Dataset entries:
--
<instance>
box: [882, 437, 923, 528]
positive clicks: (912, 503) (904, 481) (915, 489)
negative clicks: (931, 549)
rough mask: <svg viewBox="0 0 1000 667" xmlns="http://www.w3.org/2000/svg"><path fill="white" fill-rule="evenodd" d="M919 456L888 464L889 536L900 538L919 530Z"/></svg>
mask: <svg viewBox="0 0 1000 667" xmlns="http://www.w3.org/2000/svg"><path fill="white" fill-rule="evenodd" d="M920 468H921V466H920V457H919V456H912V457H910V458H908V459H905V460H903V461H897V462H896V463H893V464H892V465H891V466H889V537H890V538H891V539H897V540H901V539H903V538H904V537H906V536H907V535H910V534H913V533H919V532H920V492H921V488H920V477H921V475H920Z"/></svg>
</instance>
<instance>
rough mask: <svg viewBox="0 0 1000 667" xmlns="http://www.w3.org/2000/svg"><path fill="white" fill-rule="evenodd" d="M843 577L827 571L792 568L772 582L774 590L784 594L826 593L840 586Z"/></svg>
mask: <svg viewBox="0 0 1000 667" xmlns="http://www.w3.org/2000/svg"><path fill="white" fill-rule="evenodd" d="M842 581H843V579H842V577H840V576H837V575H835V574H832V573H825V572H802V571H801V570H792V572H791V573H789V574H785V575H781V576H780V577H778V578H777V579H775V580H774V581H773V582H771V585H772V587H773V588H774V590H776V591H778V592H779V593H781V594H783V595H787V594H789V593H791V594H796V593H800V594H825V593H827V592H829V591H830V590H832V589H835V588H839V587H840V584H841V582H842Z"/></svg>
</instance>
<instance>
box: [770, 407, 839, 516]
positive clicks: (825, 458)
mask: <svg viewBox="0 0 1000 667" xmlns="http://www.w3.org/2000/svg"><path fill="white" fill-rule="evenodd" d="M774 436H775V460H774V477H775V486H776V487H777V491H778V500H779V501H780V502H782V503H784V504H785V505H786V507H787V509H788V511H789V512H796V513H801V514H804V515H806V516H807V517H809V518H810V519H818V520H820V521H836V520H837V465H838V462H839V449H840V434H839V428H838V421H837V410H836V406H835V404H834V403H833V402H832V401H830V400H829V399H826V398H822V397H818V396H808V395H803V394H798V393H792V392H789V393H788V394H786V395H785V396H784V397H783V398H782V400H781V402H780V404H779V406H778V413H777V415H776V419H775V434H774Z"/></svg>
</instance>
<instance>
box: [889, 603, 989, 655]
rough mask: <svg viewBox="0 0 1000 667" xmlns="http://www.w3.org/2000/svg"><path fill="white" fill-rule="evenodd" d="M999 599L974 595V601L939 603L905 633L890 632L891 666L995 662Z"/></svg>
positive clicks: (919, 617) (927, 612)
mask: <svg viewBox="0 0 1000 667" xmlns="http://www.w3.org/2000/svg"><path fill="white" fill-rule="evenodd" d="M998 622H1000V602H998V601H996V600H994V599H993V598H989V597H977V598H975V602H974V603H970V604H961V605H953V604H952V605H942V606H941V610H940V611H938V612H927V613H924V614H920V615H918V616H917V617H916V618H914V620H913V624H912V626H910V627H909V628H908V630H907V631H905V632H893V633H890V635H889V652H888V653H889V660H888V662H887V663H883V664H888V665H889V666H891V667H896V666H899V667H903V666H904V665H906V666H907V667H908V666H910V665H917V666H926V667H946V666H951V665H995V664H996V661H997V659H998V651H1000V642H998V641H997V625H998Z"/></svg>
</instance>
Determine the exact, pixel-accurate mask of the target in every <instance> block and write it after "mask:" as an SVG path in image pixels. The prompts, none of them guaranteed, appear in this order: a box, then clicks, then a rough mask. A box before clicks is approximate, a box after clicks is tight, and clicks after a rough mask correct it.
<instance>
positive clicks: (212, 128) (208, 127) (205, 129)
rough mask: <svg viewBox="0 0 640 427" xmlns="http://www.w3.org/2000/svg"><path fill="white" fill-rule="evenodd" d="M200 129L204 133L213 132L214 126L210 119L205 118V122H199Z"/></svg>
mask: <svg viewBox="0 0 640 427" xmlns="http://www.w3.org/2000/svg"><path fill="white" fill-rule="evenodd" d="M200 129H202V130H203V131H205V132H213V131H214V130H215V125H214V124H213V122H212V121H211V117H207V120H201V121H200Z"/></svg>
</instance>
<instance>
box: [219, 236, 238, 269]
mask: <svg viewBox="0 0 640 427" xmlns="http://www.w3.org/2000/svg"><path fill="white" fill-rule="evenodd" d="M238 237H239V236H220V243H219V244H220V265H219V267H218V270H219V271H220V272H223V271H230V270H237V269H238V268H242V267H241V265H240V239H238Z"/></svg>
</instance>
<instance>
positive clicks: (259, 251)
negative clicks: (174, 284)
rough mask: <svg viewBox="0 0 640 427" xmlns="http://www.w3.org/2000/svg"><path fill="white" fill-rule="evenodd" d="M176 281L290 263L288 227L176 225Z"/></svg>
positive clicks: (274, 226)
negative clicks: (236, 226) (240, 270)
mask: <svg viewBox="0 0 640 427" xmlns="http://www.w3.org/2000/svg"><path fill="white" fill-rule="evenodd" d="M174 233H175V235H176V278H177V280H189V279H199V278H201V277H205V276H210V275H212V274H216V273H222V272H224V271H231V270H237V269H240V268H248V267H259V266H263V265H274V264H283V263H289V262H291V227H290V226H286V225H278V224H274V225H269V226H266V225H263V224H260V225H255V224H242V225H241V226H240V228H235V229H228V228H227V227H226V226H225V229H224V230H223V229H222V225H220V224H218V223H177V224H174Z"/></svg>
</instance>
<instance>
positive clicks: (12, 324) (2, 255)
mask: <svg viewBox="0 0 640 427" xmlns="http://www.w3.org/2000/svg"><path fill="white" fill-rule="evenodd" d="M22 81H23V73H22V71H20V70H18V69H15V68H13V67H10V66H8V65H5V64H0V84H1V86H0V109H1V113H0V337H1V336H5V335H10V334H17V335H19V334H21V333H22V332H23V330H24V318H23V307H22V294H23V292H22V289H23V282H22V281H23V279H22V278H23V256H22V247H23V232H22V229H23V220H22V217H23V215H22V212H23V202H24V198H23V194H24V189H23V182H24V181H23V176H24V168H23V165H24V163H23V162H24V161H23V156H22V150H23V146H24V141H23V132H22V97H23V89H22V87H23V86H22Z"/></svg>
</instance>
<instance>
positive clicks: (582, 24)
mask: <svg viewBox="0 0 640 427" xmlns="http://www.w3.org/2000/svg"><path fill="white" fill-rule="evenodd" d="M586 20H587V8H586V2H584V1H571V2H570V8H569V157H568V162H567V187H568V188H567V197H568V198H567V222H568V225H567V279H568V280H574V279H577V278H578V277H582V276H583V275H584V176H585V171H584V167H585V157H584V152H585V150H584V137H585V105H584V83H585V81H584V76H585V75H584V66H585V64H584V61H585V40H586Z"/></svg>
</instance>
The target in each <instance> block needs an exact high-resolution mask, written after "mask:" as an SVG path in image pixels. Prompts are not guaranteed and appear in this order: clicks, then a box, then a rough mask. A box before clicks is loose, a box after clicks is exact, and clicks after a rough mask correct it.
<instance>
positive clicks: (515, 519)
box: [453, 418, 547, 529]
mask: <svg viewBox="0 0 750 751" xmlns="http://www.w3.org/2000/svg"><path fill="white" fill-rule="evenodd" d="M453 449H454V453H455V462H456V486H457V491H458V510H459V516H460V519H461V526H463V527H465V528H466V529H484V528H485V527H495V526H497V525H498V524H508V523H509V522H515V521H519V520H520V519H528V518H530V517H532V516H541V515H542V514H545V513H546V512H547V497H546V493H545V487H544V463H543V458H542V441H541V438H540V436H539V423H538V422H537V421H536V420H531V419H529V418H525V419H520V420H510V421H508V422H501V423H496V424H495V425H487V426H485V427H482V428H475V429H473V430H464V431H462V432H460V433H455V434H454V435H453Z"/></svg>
--
Activity:
Can you retype every one of these rows without changing a single character?

Output of the exercise:
<instance>
box: [882, 437, 923, 528]
positive clicks: (912, 503) (904, 481) (915, 489)
negative clicks: (931, 549)
rough mask: <svg viewBox="0 0 1000 667" xmlns="http://www.w3.org/2000/svg"><path fill="white" fill-rule="evenodd" d="M919 456L888 464L889 536L900 538L919 530Z"/></svg>
mask: <svg viewBox="0 0 1000 667" xmlns="http://www.w3.org/2000/svg"><path fill="white" fill-rule="evenodd" d="M920 468H921V466H920V457H919V456H912V457H910V458H908V459H905V460H903V461H897V462H896V463H893V464H892V465H891V466H889V537H890V538H891V539H897V540H901V539H903V538H904V537H906V536H907V535H910V534H913V533H919V532H920V492H921V488H920V477H921V475H920Z"/></svg>
</instance>
<instance>
rough mask: <svg viewBox="0 0 1000 667" xmlns="http://www.w3.org/2000/svg"><path fill="white" fill-rule="evenodd" d="M843 577L827 571L792 568L772 582L774 590L784 594L826 593L840 586Z"/></svg>
mask: <svg viewBox="0 0 1000 667" xmlns="http://www.w3.org/2000/svg"><path fill="white" fill-rule="evenodd" d="M842 581H843V579H842V577H840V576H837V575H835V574H832V573H825V572H802V571H801V570H792V572H791V573H789V574H785V575H781V576H780V577H778V578H777V579H775V580H774V581H773V582H771V585H772V587H773V588H774V590H776V591H778V592H779V593H781V594H783V595H787V594H789V593H791V594H796V593H800V594H825V593H827V592H829V591H830V590H832V589H835V588H839V587H840V584H841V582H842Z"/></svg>
</instance>
<instance>
box: [770, 407, 839, 516]
positive clicks: (825, 458)
mask: <svg viewBox="0 0 1000 667" xmlns="http://www.w3.org/2000/svg"><path fill="white" fill-rule="evenodd" d="M774 436H775V460H774V477H775V486H776V487H777V491H778V500H779V501H780V502H782V503H784V504H785V505H786V507H787V509H788V511H789V512H796V513H801V514H804V515H806V516H807V517H809V518H810V519H818V520H820V521H836V520H837V465H838V462H839V449H840V434H839V428H838V421H837V410H836V406H835V404H834V403H833V402H832V401H830V400H829V399H826V398H822V397H818V396H808V395H803V394H798V393H792V392H789V393H788V394H786V395H785V396H784V397H783V398H782V400H781V402H780V404H779V406H778V413H777V415H776V419H775V434H774Z"/></svg>
</instance>
<instance>
box: [889, 603, 989, 655]
rough mask: <svg viewBox="0 0 1000 667" xmlns="http://www.w3.org/2000/svg"><path fill="white" fill-rule="evenodd" d="M999 599L974 595V601L939 603L905 633L890 632L891 666L995 662Z"/></svg>
positive clicks: (919, 617) (927, 612)
mask: <svg viewBox="0 0 1000 667" xmlns="http://www.w3.org/2000/svg"><path fill="white" fill-rule="evenodd" d="M998 622H1000V602H998V601H996V600H994V599H993V598H989V597H977V598H975V602H974V603H970V604H961V605H953V604H952V605H942V606H941V610H940V611H938V612H927V613H924V614H920V615H918V616H917V617H916V618H914V620H913V624H912V626H910V627H909V628H908V630H907V631H905V632H893V633H890V635H889V652H888V653H889V660H888V662H887V663H883V664H888V665H889V666H891V667H896V666H899V667H903V666H904V665H906V666H907V667H908V666H910V665H917V666H926V667H946V666H951V665H995V664H996V661H997V659H998V651H1000V642H998V641H997V625H998Z"/></svg>
</instance>
Determine the exact, pixel-accurate mask of the target in every <instance> block and write it after "mask:" as an SVG path in image pixels. The prompts, none of them guaranteed, appear in this order: a box, then clicks, then a rough mask. A box before clicks is approximate, a box after clicks is tight, and clicks after a rough mask correct it.
<instance>
positive clicks: (212, 128) (208, 127) (205, 129)
rough mask: <svg viewBox="0 0 640 427" xmlns="http://www.w3.org/2000/svg"><path fill="white" fill-rule="evenodd" d="M200 129L204 133L213 132L214 126L210 119L205 118V122H199Z"/></svg>
mask: <svg viewBox="0 0 640 427" xmlns="http://www.w3.org/2000/svg"><path fill="white" fill-rule="evenodd" d="M200 129H202V130H203V131H205V132H213V131H214V130H215V125H214V124H213V122H212V121H211V117H207V120H201V121H200Z"/></svg>
</instance>
<instance>
box: [219, 236, 238, 269]
mask: <svg viewBox="0 0 640 427" xmlns="http://www.w3.org/2000/svg"><path fill="white" fill-rule="evenodd" d="M238 237H239V236H220V243H219V244H220V265H219V267H218V270H219V271H220V272H223V271H230V270H237V269H238V268H242V267H241V265H240V239H238Z"/></svg>
</instance>
<instance>
positive clicks: (259, 251)
negative clicks: (174, 284)
rough mask: <svg viewBox="0 0 640 427" xmlns="http://www.w3.org/2000/svg"><path fill="white" fill-rule="evenodd" d="M176 281L290 263L288 227L176 225Z"/></svg>
positive clicks: (274, 226)
negative clicks: (236, 226) (240, 270)
mask: <svg viewBox="0 0 640 427" xmlns="http://www.w3.org/2000/svg"><path fill="white" fill-rule="evenodd" d="M174 233H175V235H176V278H177V280H189V279H199V278H201V277H205V276H210V275H212V274H216V273H222V272H224V271H231V270H237V269H240V268H248V267H259V266H263V265H274V264H283V263H289V262H291V227H290V226H286V225H278V224H274V225H269V226H266V225H263V224H260V225H255V224H242V225H241V226H240V228H235V229H228V228H227V227H226V226H225V229H224V230H223V229H222V225H220V224H218V223H177V224H174Z"/></svg>
</instance>
<instance>
positive clicks: (12, 324) (2, 255)
mask: <svg viewBox="0 0 640 427" xmlns="http://www.w3.org/2000/svg"><path fill="white" fill-rule="evenodd" d="M22 81H23V73H22V71H20V70H18V69H15V68H13V67H10V66H8V65H5V64H0V84H1V86H0V109H1V113H0V337H1V336H5V335H10V334H17V335H19V334H21V333H22V332H23V330H24V318H23V307H22V294H23V292H22V289H23V282H22V281H23V279H22V278H23V256H22V247H23V232H22V229H23V220H22V217H23V215H22V212H23V202H24V198H23V194H24V189H23V182H24V181H23V176H24V168H23V165H24V163H23V162H24V161H23V156H22V150H23V146H24V141H23V132H22V97H23V89H22V87H23V86H22Z"/></svg>
</instance>
<instance>
positive clicks: (582, 24)
mask: <svg viewBox="0 0 640 427" xmlns="http://www.w3.org/2000/svg"><path fill="white" fill-rule="evenodd" d="M586 20H587V8H586V2H584V1H571V2H570V8H569V157H568V162H567V187H568V188H567V197H568V198H567V222H568V225H567V279H568V280H574V279H577V278H578V277H582V276H583V275H584V176H585V171H584V167H585V157H584V152H585V150H584V137H585V105H584V83H585V81H584V76H585V75H584V66H585V64H584V61H585V40H586Z"/></svg>
</instance>
The target in each <instance> block needs an exact high-resolution mask, written after "mask:" as an SVG path in image pixels. Prompts are not guaranteed and appear in this order: clicks, then a box, then a rough mask. A box before clicks is loose, a box after clicks is exact, and clicks after a rough mask correct it.
<instance>
positive clicks: (515, 519)
box: [453, 418, 547, 529]
mask: <svg viewBox="0 0 750 751" xmlns="http://www.w3.org/2000/svg"><path fill="white" fill-rule="evenodd" d="M453 449H454V453H455V462H456V486H457V491H458V510H459V516H460V519H461V526H463V527H465V528H466V529H484V528H485V527H495V526H497V525H498V524H508V523H509V522H515V521H519V520H520V519H528V518H530V517H532V516H541V515H542V514H545V513H546V512H547V497H546V493H545V487H544V463H543V458H542V441H541V438H540V436H539V423H538V422H537V421H536V420H531V419H529V418H525V419H520V420H510V421H508V422H501V423H496V424H495V425H487V426H485V427H482V428H475V429H473V430H464V431H462V432H460V433H455V434H454V435H453Z"/></svg>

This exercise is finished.